There are no “pat” answers to hard questions that OD consultants are asked, especially at the initial stages of contact with a client. But I have tried to share the generic answers I have used over the years.
1 Client: Do you work for a success fee?
Consultant: If you promise to fully implement all suggestions and recommendations that I make, then yes.
2 Client: Why is your hourly fee so high?
Consultant: Because when you hire a highly skilled consultant, you will need to pay for far fewer hours.
3 Client: How can success be measured?
Answer: It cannot. If after a few months, you feel that change is starting to happen, it’s going well. If not, fire me. Btw, initially things may get worse; that’s a good sign.
4 Client: Can you kindly send me a proposal with the goals of the process, definition of the stages, and expected take-aways.
Answer: Not really. It’s guess work. I can write something for you, but it’s just a stab in the dark. The goals could remain constant, but on the other hand, they could be in a constant state of flux.
5 Client: Why is your report so short?
Answer: Because I invested a lot time in writing it.
6 Client: What is your personal experience in writing software/civil engineering/machining/refinery/fast food?
Answer: I have spent my whole professional career learning.
7 Client: Have you ever failed in a project?
Answer: Of course I have. More than once. And whoever you hire, I suggest that you be very wary of someone who has never failed.

## Dataset entries
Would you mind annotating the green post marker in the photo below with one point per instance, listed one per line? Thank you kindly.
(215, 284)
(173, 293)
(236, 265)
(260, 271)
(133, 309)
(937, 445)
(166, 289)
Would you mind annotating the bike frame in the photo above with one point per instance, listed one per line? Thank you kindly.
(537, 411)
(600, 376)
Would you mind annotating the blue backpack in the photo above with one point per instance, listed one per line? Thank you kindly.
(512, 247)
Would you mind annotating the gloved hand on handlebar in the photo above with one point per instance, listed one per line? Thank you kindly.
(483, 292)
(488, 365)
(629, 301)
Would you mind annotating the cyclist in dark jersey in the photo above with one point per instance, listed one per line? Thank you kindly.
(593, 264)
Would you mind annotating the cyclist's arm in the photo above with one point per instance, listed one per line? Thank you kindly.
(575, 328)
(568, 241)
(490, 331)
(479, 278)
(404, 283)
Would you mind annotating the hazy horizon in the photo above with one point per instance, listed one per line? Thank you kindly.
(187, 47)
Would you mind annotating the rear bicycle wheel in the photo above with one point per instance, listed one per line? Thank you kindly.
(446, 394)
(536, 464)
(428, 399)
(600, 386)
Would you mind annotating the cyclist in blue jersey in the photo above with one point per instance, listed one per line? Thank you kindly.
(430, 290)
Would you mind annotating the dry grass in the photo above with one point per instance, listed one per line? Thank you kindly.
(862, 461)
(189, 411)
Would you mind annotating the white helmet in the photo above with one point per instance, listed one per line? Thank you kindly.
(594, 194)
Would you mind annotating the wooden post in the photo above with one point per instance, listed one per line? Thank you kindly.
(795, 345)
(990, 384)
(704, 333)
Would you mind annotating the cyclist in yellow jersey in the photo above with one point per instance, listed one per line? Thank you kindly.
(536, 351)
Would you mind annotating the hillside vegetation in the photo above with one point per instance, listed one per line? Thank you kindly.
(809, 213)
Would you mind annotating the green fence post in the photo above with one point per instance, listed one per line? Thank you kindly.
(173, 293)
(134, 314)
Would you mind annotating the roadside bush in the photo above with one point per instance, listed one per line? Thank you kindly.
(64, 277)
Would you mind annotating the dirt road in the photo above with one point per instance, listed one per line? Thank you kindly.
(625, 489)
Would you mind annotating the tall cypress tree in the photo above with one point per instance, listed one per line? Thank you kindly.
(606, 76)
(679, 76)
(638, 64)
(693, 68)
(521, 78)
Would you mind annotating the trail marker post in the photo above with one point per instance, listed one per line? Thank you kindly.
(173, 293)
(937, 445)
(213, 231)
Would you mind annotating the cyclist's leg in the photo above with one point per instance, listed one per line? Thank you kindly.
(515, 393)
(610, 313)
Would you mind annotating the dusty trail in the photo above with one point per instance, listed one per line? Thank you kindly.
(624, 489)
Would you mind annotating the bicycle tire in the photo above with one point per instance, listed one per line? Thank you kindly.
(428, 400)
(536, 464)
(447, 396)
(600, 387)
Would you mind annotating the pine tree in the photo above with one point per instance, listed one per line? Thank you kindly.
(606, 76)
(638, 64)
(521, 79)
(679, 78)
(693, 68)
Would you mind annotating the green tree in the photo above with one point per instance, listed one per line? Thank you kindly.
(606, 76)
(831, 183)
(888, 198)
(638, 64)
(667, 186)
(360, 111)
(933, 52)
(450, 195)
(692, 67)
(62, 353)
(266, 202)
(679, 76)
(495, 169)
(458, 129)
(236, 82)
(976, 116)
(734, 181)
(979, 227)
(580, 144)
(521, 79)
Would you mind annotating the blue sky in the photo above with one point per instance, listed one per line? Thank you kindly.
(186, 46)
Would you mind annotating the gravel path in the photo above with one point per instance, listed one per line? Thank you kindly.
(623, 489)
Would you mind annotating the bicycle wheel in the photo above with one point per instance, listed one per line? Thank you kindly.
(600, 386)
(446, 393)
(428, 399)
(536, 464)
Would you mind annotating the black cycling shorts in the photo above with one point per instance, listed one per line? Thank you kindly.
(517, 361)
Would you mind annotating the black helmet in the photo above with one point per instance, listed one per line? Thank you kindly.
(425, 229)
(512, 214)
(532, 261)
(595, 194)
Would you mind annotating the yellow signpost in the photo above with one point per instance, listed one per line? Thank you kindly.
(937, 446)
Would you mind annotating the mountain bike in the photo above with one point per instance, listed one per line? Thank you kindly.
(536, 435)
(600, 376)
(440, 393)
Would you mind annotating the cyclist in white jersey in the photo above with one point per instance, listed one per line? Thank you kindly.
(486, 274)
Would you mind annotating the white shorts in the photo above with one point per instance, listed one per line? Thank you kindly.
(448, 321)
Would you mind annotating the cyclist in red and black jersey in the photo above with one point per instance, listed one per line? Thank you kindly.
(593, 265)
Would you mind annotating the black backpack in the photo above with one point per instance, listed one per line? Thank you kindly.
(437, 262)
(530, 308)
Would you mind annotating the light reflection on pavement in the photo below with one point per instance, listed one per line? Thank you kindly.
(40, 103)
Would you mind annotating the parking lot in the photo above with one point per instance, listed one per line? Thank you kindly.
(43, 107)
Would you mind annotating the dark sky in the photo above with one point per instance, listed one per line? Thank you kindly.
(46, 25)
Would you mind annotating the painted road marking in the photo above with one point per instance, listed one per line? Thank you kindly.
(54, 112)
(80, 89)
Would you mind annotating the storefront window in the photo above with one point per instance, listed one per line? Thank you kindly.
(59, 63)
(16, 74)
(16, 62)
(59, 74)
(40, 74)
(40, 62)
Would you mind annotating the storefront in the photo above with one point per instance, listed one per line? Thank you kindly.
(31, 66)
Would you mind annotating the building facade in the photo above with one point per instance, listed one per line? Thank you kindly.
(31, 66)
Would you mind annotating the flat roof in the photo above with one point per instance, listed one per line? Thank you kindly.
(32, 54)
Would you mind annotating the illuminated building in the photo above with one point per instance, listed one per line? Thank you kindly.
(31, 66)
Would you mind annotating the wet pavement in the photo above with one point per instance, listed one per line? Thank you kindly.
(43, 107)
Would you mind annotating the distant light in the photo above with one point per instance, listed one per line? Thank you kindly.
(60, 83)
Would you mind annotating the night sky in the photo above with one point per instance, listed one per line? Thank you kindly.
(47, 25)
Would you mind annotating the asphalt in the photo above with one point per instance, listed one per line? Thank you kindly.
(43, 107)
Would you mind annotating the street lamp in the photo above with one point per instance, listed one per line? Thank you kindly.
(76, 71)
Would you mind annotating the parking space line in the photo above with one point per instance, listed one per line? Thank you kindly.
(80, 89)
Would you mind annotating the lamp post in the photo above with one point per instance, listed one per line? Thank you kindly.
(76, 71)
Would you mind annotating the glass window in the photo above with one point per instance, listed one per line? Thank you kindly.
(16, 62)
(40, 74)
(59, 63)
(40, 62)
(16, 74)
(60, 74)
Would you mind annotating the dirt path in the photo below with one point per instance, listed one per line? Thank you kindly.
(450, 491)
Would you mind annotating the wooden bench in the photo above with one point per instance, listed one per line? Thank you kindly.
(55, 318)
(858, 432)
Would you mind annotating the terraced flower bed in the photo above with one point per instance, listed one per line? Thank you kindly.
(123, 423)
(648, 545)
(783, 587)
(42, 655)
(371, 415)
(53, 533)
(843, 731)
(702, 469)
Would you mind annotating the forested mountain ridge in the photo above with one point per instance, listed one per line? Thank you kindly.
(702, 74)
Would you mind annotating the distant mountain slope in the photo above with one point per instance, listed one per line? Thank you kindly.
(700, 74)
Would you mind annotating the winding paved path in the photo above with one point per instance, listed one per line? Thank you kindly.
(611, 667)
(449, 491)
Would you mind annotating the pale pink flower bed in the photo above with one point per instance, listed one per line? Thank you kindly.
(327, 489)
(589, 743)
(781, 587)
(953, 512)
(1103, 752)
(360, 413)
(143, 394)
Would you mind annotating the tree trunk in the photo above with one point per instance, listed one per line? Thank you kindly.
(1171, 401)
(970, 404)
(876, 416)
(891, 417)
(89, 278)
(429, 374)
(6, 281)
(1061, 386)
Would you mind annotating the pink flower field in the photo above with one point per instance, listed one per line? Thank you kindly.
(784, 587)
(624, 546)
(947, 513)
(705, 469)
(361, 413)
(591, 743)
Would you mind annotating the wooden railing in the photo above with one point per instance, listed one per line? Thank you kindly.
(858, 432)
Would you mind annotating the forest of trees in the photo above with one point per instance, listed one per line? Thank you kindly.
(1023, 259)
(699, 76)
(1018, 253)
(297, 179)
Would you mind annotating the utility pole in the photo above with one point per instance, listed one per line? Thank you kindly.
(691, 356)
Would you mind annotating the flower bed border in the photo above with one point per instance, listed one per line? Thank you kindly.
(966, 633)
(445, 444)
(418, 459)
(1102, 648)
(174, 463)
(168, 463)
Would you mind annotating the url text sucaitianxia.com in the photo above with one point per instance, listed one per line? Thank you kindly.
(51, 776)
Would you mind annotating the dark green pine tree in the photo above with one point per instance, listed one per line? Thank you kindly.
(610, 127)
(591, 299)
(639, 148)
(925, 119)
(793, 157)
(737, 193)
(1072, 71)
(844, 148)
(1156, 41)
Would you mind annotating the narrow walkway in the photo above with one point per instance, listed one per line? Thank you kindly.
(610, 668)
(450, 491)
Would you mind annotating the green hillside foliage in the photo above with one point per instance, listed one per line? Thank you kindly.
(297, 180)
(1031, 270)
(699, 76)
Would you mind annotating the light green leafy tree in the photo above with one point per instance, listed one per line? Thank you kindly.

## Required work
1 - About the OD consultant Q&A:
(a) What condition does the consultant set for working for a success fee?
(b) According to the answer on measuring success, what may happen initially, and how is that described?
(c) What reason is given for the report being so short?
2 - Could you go on with the OD consultant Q&A after its last answer, keeping its numbered client-and-answer format?

## Responses for each task
1 -
(a) The client must promise to fully implement all the suggestions and recommendations the consultant makes.
(b) Things may get worse, which is called a good sign.
(c) A lot of time was invested in writing it.

2 -
8 Client: Can we get a reduced rate on volume?
Answer: The more I work for you, the more dependent I become on one source of revenue. I am not interested in having my revenue stream depend on one major client, and you certainly do not want a consultant who is dependent on you.
9 Client: Can you start your work with middle management?
Answer: Absolutely not. There are problems which manifest themselves at middle management but these problems are very often if not always symptoms of deeper problems.
10 Client: What is your approach to unions?
Answer: I respect unions; they take care of employees just like management takes care of themselves and stakeholders. They mistrust OD consultants and this is natural, because often the type of dialogue OD promotes is counter to their interests. However, I always tell union guys that I will never ever step into their sphere-and I keep my word.